— BEGIN MATERIAL FOR THE TASK —
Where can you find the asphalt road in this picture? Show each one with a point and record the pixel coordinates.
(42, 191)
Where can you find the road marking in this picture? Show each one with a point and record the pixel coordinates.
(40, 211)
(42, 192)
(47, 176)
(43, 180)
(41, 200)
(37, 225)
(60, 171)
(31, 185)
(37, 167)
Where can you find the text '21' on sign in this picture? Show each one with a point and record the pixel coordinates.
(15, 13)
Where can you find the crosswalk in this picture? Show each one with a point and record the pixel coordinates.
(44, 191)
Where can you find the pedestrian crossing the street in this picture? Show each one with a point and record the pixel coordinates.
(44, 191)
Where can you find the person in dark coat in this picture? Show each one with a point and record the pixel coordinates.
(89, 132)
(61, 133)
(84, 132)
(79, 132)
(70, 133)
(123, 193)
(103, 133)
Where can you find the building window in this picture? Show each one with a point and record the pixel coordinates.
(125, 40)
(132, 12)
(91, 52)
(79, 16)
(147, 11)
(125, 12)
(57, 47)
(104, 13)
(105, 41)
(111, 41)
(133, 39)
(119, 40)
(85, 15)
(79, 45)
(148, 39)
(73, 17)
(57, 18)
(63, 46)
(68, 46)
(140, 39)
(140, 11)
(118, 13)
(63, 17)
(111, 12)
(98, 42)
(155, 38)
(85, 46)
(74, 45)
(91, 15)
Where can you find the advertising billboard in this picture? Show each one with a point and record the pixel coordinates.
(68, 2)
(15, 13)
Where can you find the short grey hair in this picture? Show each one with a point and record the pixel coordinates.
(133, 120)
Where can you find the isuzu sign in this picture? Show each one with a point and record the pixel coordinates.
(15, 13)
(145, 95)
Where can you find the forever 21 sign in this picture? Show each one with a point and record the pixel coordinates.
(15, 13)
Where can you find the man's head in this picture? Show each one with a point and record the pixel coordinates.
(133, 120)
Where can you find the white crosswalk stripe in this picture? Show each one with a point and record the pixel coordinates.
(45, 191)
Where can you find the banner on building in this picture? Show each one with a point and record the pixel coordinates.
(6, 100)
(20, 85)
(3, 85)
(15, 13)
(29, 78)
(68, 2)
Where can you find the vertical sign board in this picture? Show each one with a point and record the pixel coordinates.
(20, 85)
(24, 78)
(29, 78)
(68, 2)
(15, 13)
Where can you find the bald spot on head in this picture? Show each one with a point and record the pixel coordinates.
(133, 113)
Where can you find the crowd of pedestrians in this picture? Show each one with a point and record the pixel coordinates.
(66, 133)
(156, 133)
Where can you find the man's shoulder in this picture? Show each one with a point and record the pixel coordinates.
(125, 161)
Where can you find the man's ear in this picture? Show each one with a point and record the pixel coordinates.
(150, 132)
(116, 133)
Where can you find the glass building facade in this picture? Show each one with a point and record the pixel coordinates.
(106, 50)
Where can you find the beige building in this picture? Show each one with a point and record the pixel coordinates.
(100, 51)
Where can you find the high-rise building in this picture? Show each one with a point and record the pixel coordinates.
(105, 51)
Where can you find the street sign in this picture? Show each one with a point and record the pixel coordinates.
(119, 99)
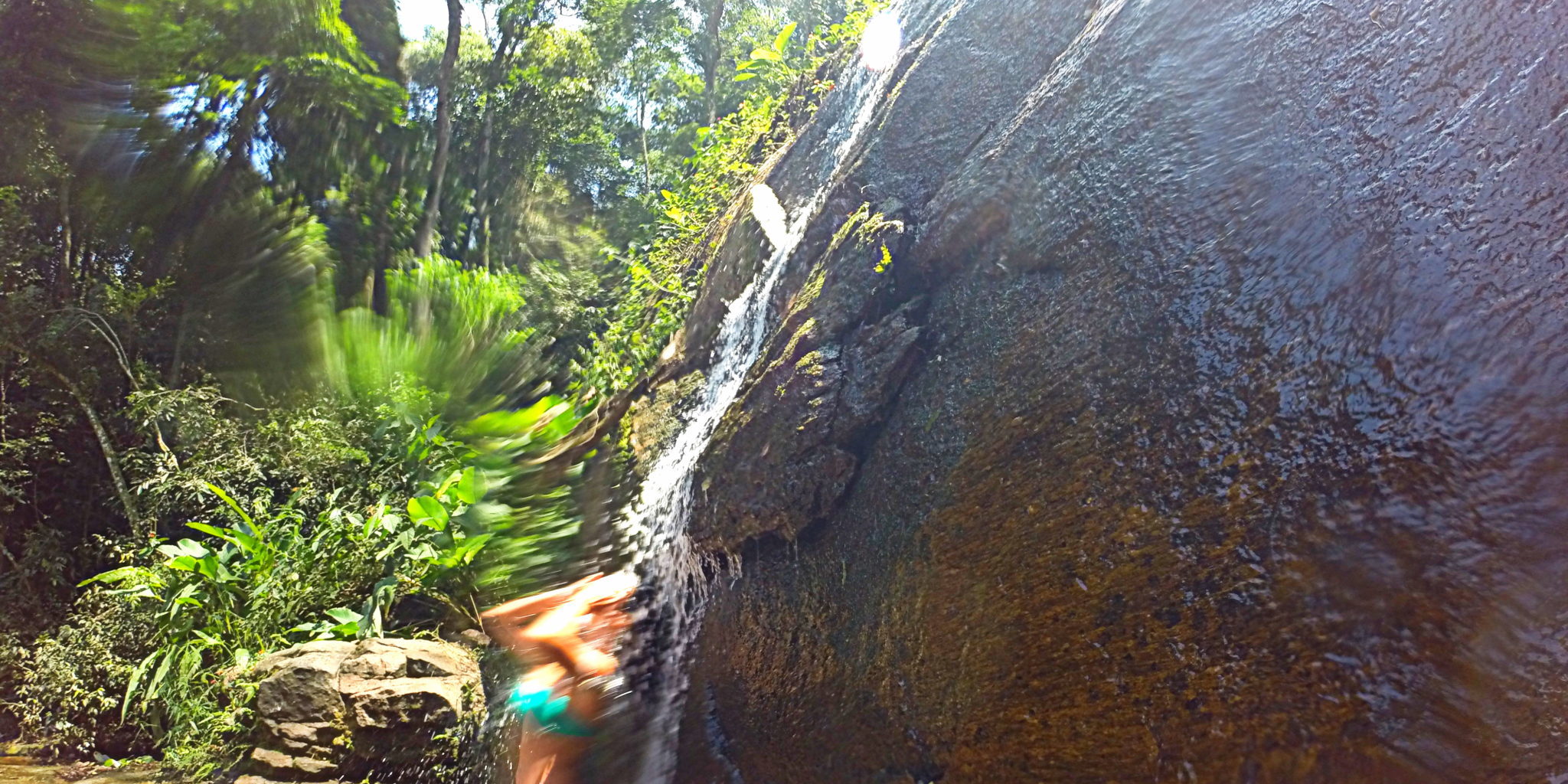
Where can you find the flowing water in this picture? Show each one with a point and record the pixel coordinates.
(656, 523)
— END MATERIAL FOR THE TASK —
WHAT IS NEEDED
Convert every line of the rows above into a JSON list of strings, one string per line, and skip any blank lines. Leave the picture out.

OUTPUT OF THE TASK
[
  "Where can you find the asphalt road in this picture? Show each one with a point and record the pixel coordinates.",
  "(42, 191)",
  "Where can you find the road marking in this picture? Show each one with a point and record the pixel coordinates.",
  "(40, 211)",
  "(42, 192)",
  "(47, 176)",
  "(43, 180)",
  "(41, 200)",
  "(37, 225)",
  "(60, 171)",
  "(31, 185)",
  "(37, 167)",
  "Where can you find the text '21' on sign in this picture? Show each one with a point and record the pixel coordinates.",
  "(15, 13)",
  "Where can you find the crosswalk in this picture? Show each one with a point and record the pixel coordinates.",
  "(44, 191)",
  "Where can you find the pedestrian crossing the street in this picture? Show each one with a point and record the pixel coordinates.",
  "(44, 191)",
  "Where can you find the person in dark coat in this picture? Show each one with a point and record the pixel coordinates.",
  "(89, 132)",
  "(61, 133)",
  "(84, 132)",
  "(79, 132)",
  "(70, 133)",
  "(123, 193)",
  "(103, 133)",
  "Where can you find the building window in this picture? Show each one with a point and record the pixel coordinates.",
  "(125, 40)",
  "(132, 12)",
  "(91, 52)",
  "(79, 16)",
  "(147, 11)",
  "(125, 12)",
  "(57, 47)",
  "(104, 13)",
  "(105, 41)",
  "(111, 41)",
  "(133, 39)",
  "(119, 40)",
  "(85, 15)",
  "(79, 45)",
  "(148, 39)",
  "(73, 17)",
  "(57, 18)",
  "(63, 46)",
  "(68, 46)",
  "(140, 39)",
  "(140, 11)",
  "(118, 13)",
  "(63, 17)",
  "(111, 12)",
  "(98, 42)",
  "(155, 38)",
  "(85, 46)",
  "(74, 45)",
  "(91, 15)",
  "Where can you find the advertising billboard in this picture? Show each one with a point and record the pixel coordinates.",
  "(68, 2)",
  "(15, 13)",
  "Where can you find the short grey hair in this picture? Show each one with a point and record the pixel coordinates.",
  "(133, 120)",
  "Where can you find the isuzu sign in this picture? Show each one with a point and record the pixel coordinates.",
  "(15, 13)",
  "(145, 95)",
  "Where can you find the forever 21 sign in this picture? Show each one with a point and record the pixel coordinates.",
  "(15, 13)",
  "Where can you find the man's head in this picture? Show each one with a point and record the pixel coordinates.",
  "(133, 120)",
  "Where can you find the white crosswalk stripe in this picture? Show each one with a point and record the pixel coordinates.",
  "(45, 191)",
  "Where can you find the banner on building in this picture? Show each one with a point and record the pixel coordinates.",
  "(6, 100)",
  "(20, 85)",
  "(3, 85)",
  "(15, 13)",
  "(29, 78)",
  "(68, 2)",
  "Where can you find the vertical sign board in this picture? Show each one with a point and record the pixel coordinates.",
  "(20, 85)",
  "(24, 78)",
  "(29, 78)",
  "(68, 2)",
  "(15, 13)",
  "Where can you find the bald spot on head in this picture? Show each one with a point and record the pixel coordinates.",
  "(133, 113)",
  "Where can you find the crowd of pedestrians in this picture? Show each one with a point and record the pixel coordinates.",
  "(66, 133)",
  "(156, 133)",
  "Where can you find the man's shoulder in this picture? Show each one with a point and record the pixel coordinates.",
  "(125, 161)",
  "Where can you find the man's ear in this picture? Show each one with a point and record the pixel coordinates.",
  "(150, 132)",
  "(116, 133)",
  "Where can you find the glass building facade in this picture? Show each one with a point and record the pixel coordinates.",
  "(106, 50)",
  "Where can you find the beige building in this picture? Show each one with a point and record the pixel coordinates.",
  "(100, 51)",
  "Where can you find the high-rise building in this picture? Show each one with a point and record the pixel coordinates.",
  "(105, 51)",
  "Where can you find the street sign in this picture? Show each one with a point and record the pixel coordinates.",
  "(119, 99)",
  "Where can you find the flowing water in this picture? Show each one with a point and record the pixel coordinates.",
  "(656, 523)"
]